Op weg naar Cruz de Ferro komt er mist en/of laaghangende bewolking opzetten. Cruz de Ferro is de plaats waar pelgrims steentjes achterlaten met een herinnering aan een geliefde. Een enorme berg stenen en boven op de stenen een grote paal met bovenop een kruis.
Vanaf Cruz de Ferro gaan we nog eens naar een ander hoogpunt, de Alto Altar op 1515 meter hoogte. We genieten enorm van alle stappen die we zetten. Er was ook twijfel….kan ik dat wel? Ik heb nog nooit zoveel geklommen. Al lopend ontstaat het vertrouwen: we kunnen het. Nog niet aan morgen denken, het gaat over de eerste stap. Met al die eerste stappen kom je toch een heel eind.
De daling naar El Acebo staat als moeilijk in het boekje. Van 1515 naar ongeveer 1000 meter in een km of 3 valt ook niet mee. Zeker als het nog eens over een groot kiezelpad is of leistenen. We boffen met het droge weer. In de regen is het een ander verhaal en zul je kiezen om over de weg te gaan.

# # # # # # #

Verken het materiaal
a – Beantwoord de volgende vragen met behulp van de tekst over Cruz de Ferro:
(i) Wat laten pelgrims bij Cruz de Ferro achter?
(ii) Hoe hoog ligt de Alto Altar?
(iii) Naar welke plaats loopt de daling die in het boekje als moeilijk staat?
b – Schrijf het reisverslag over Cruz de Ferro en de afdaling naar El Acebo verder, vanaf de laatste zin.

(Opgeslagen invoer)
# # # # # # #

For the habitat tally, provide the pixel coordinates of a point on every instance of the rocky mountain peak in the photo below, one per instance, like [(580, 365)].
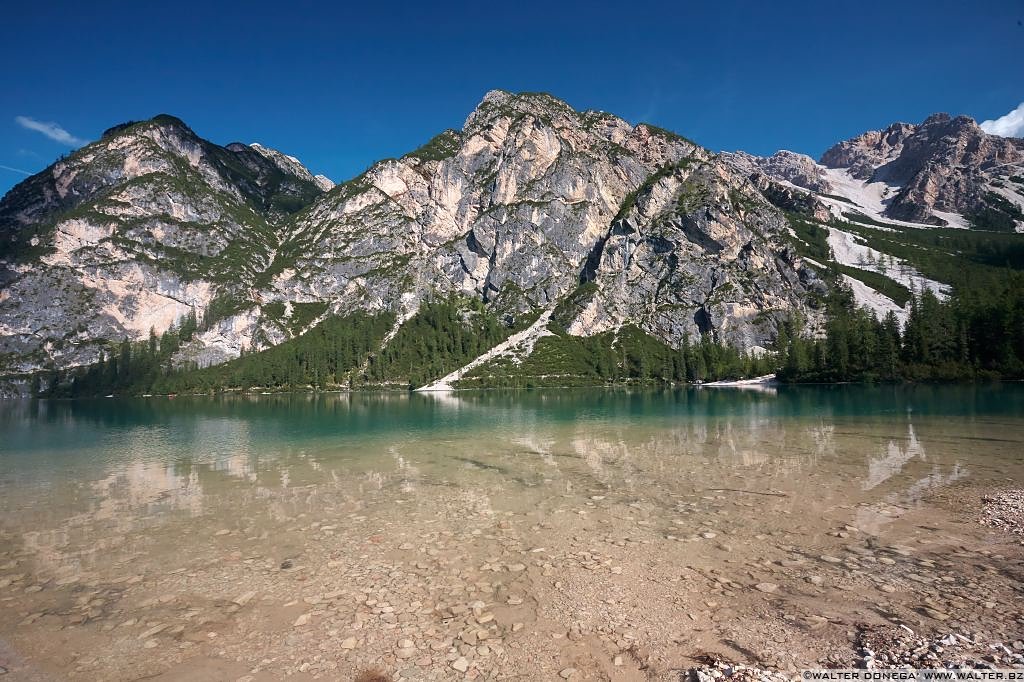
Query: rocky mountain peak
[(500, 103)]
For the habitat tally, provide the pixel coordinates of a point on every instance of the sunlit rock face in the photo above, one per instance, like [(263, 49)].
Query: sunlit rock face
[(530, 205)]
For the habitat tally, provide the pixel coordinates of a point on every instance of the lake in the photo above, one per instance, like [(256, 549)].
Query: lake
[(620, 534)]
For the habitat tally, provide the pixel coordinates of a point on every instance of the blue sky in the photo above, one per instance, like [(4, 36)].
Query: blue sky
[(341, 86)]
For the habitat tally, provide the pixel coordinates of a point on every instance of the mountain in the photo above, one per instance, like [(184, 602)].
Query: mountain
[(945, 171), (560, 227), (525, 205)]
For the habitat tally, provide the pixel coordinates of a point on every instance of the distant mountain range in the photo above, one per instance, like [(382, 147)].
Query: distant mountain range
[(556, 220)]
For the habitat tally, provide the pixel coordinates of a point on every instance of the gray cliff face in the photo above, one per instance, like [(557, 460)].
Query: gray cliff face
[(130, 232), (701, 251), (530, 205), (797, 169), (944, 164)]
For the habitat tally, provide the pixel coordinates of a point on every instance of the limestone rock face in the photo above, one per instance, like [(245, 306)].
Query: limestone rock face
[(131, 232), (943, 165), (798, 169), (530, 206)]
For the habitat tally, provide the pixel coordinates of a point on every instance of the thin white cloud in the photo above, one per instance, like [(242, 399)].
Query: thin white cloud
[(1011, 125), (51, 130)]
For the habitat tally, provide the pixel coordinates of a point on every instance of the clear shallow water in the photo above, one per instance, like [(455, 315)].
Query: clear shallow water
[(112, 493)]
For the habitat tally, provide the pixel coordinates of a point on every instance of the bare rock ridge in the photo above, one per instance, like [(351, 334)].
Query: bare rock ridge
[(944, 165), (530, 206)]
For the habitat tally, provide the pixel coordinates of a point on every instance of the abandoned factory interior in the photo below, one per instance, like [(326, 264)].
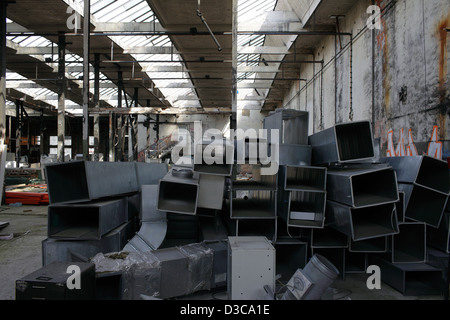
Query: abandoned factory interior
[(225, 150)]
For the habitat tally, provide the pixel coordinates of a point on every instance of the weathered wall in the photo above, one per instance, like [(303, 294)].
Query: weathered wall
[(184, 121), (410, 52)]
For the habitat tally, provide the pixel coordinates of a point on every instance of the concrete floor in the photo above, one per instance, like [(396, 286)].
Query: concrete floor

# # # # # # #

Resultaten per opdracht
a –
(i) Steentjes met een herinnering aan een geliefde.
(ii) Op 1515 meter.
(iii) Naar El Acebo.

b –
Daar in de verte ligt Acebo. Eerst nog niet te zien. Op de bergpaden zien we alleen af en toe een glimp van een dorp. Als we allemaal beneden zijn, wordt het gevierd. Wielrenners hadden muziek aan, er wordt zelfs gedanst. Het voelt als een overwinning, dat we deze daling hebben kunnen doen.
We slapen in La Casa del Peregrino aan het einde van Acebo. Een luxe hotel met een aparte pelgrimsafdeling. Wat denk je van een kaartje leggen in de zon, chips en drankje erbij. Wat wil een pelgrim nog meer? Het leven van een pelgrim is best zwaar…..😉
Spreuk van de dag …..Keep going, every step counts……
17 september, 21 km, eerst droog later buien, van Astorga naar Rabanal
Het was een bijzondere ervaring om in herberg San Javier te slapen. Met ongeveer 25 personen op een zolder met een krakende vloer en trap. En ja, veel pelgrims gaan vroeg weg, dat betekent dat de meesten van ons wel om 6 uur wakker waren. En ik? Met mijn oordoppen in, heb ik best goed geslapen……
Vandaag gaan we stijgen van 900, dat is de hoogte van Astorga, naar 1130 meter, Rabanal. Een heel geleidelijke stijging met alleen vlak voor Rabanal wat meer dan vals plat.
Net na Astorga komen we langs een heel sfeervol kerkje. Hier worden we ontvangen door een vrijwilliger. De eerste stop hebben we in Murias de Rechivaldo. We treffen vandaag veel pelgrims die net als wij in Astorga hebben geslapen.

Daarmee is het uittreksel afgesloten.